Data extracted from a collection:

☆ ☆ ☆ ☆ ☆ ☆ ☆

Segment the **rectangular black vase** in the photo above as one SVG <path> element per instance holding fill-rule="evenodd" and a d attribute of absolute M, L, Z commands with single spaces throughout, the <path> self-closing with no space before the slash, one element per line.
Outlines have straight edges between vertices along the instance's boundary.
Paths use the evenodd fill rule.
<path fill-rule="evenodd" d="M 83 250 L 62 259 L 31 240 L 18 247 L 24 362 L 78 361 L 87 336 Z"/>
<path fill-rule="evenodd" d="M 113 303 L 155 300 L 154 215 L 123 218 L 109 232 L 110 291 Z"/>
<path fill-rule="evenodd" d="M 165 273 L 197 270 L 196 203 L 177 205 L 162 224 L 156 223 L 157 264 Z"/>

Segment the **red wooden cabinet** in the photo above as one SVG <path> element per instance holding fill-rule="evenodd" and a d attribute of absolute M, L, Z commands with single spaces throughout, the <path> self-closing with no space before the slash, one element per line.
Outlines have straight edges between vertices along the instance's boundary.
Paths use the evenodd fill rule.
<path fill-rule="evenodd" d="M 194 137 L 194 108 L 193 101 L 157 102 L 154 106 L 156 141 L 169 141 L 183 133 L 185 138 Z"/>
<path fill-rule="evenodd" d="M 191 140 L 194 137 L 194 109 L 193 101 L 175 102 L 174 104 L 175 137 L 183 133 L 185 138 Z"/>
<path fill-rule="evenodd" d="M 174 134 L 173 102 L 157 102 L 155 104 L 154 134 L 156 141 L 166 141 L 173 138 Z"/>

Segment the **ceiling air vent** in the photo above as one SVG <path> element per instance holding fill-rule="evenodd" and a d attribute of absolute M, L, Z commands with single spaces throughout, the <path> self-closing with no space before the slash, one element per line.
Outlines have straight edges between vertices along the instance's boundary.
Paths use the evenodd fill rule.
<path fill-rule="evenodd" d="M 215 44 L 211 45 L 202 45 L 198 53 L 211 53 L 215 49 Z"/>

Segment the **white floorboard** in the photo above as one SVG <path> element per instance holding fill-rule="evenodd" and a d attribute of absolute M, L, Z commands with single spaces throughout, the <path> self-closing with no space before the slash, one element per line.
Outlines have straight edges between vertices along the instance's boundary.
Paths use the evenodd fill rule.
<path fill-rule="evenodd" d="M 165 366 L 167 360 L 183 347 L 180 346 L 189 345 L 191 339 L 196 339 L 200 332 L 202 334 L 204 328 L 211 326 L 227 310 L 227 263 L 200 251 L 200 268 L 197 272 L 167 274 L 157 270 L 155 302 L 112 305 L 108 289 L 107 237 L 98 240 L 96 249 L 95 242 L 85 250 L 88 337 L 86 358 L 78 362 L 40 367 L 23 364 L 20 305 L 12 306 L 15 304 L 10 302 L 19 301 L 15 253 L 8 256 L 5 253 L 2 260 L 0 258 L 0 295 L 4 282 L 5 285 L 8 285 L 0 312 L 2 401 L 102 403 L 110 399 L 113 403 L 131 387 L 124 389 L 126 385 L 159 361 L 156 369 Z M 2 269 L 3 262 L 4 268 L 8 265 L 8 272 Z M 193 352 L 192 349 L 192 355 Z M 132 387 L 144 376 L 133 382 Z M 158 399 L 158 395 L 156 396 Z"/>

☆ ☆ ☆ ☆ ☆ ☆ ☆

→ **The request**
Rewrite every line of the records, starting with the line that contains "Segment the **white" and going on through the end of the records, with 96 added to each coordinate in the path outlines. Leave all other text unchanged.

→ **Output below**
Segment the **white floorboard** in the photo above as one SVG <path> element per instance holding fill-rule="evenodd" and a d attribute of absolute M, L, Z commands with single spaces throughout, the <path> self-closing with no space before the slash, one element per line.
Outlines have straight edges between vertices along the instance's boundary.
Paths use the evenodd fill rule.
<path fill-rule="evenodd" d="M 261 462 L 263 456 L 279 443 L 276 442 L 285 441 L 287 435 L 292 435 L 296 428 L 298 430 L 300 424 L 307 422 L 323 406 L 323 359 L 296 347 L 296 364 L 293 368 L 263 370 L 253 366 L 251 398 L 208 401 L 204 385 L 203 333 L 194 336 L 192 345 L 191 338 L 181 346 L 184 433 L 182 454 L 174 458 L 136 463 L 119 460 L 116 401 L 108 402 L 111 400 L 106 398 L 115 397 L 111 349 L 104 352 L 101 349 L 98 356 L 96 354 L 96 391 L 100 378 L 101 381 L 104 381 L 96 408 L 98 497 L 198 499 L 206 495 L 209 499 L 227 483 L 220 485 L 222 481 L 255 457 L 252 465 Z M 98 365 L 99 358 L 100 364 L 104 361 L 104 368 Z M 289 448 L 288 445 L 288 451 Z M 228 483 L 240 472 L 229 478 Z M 254 495 L 254 491 L 252 492 Z"/>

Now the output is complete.